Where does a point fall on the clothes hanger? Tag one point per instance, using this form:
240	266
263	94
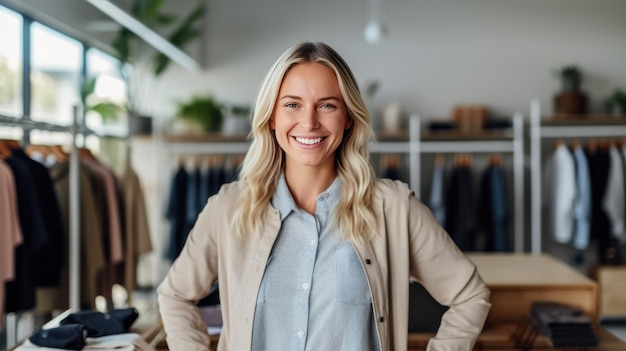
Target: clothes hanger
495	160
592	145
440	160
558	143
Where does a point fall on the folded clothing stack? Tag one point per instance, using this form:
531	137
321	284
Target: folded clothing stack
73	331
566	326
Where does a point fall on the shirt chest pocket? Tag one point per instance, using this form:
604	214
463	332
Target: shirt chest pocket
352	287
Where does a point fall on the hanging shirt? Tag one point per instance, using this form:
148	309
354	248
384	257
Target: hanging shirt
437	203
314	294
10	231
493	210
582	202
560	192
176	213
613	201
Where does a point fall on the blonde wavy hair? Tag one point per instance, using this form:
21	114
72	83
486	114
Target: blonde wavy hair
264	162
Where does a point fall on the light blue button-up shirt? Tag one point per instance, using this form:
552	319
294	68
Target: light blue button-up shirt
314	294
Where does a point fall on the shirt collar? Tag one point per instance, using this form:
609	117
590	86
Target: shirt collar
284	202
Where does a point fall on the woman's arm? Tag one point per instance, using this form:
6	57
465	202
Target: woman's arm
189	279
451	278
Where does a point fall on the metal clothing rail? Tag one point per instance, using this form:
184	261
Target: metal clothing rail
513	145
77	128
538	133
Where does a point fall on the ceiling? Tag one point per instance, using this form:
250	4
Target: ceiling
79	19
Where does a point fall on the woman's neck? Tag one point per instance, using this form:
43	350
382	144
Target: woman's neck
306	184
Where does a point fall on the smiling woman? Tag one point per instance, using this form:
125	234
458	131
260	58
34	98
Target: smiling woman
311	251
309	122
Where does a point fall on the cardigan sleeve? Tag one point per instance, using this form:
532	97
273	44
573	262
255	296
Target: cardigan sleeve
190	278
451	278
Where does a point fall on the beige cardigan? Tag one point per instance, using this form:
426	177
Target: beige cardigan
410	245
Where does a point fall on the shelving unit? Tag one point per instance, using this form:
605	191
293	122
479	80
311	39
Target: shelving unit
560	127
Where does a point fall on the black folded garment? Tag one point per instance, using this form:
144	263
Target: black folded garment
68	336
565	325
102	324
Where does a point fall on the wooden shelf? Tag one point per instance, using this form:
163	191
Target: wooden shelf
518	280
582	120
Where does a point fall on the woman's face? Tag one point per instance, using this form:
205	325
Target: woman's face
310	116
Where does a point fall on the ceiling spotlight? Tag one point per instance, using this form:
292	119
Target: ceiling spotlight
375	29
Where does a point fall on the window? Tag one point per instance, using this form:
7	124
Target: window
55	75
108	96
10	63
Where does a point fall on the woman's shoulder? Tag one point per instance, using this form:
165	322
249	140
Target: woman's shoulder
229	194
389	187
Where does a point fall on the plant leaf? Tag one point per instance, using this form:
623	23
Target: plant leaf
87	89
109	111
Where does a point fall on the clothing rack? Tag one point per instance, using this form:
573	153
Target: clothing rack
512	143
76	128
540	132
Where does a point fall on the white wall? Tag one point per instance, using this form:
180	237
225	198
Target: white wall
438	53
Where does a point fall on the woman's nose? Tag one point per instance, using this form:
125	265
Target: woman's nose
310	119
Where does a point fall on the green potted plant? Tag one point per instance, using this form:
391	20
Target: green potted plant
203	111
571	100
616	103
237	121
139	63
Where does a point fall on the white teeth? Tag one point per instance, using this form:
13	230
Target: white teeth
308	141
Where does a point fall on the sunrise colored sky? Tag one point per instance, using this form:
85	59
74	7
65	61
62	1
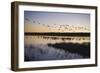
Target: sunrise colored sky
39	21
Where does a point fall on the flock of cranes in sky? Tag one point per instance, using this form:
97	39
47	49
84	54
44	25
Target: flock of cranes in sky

- - - - - - -

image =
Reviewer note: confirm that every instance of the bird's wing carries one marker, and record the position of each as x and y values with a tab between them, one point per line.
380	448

- - - - - - -

**ABOUT THIS TASK:**
Isolate each line of the listing above that includes "flock". Copy it.

**EXPECTED ANSWER:**
Where does a point fall on the flock of cranes in sky? Tag one point per instance, using this form:
Target: flock of cranes in sky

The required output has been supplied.